#### [Instructions to follow]
Only the lines holding "vest" are wanted here; copy each from the listing.

┌──

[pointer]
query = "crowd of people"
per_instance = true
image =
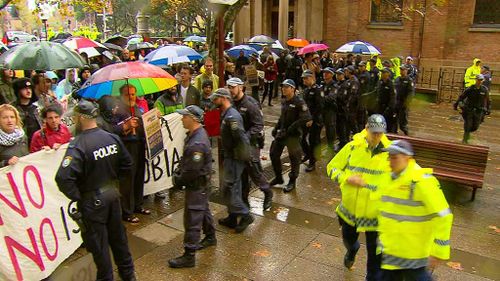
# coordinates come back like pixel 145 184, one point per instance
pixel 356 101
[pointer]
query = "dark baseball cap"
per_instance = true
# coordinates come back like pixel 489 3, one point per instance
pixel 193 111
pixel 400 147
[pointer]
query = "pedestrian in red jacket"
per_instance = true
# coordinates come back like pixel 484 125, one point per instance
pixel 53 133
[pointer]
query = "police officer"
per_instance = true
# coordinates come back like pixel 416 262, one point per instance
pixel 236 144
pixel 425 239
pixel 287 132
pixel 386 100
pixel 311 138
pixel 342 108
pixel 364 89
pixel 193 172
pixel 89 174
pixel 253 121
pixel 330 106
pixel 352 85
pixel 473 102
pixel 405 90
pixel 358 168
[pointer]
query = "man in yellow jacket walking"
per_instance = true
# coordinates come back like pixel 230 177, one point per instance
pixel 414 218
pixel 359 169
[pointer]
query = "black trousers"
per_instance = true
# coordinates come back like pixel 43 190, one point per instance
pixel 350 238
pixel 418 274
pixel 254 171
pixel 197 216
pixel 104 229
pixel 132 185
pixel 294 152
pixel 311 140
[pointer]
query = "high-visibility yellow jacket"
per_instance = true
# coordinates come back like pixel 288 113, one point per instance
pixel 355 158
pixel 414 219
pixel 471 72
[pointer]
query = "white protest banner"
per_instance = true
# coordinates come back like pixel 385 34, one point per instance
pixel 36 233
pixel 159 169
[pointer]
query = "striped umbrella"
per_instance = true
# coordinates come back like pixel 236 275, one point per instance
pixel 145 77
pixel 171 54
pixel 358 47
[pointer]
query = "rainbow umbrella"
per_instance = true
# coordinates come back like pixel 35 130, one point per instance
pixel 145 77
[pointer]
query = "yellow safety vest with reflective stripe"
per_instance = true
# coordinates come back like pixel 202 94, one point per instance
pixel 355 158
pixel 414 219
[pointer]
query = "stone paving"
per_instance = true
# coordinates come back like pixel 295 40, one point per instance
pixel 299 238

└──
┌──

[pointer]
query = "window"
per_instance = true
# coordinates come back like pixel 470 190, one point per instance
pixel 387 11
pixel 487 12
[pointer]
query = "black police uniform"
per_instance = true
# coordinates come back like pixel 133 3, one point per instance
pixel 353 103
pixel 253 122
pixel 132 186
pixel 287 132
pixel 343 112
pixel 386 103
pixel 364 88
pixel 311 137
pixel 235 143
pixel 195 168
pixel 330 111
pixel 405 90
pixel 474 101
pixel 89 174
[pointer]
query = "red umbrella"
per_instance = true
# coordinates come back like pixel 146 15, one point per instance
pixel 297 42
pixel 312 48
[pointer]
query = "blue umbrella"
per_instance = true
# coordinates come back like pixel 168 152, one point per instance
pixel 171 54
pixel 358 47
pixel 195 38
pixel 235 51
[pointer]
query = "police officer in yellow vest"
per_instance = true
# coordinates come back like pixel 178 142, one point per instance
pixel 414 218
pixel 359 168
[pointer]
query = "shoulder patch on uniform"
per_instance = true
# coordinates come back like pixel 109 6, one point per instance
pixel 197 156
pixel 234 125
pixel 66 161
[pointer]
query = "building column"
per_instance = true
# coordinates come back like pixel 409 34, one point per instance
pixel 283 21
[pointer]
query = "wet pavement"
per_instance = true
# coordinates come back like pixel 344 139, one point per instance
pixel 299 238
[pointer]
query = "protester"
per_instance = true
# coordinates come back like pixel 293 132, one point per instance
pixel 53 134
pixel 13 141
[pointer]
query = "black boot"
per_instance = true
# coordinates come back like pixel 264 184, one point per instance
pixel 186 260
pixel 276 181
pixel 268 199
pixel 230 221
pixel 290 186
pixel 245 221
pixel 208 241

└──

#### [Solution to this problem]
query = "yellow safety vest with reflective stripe"
query = "police officer in yellow vest"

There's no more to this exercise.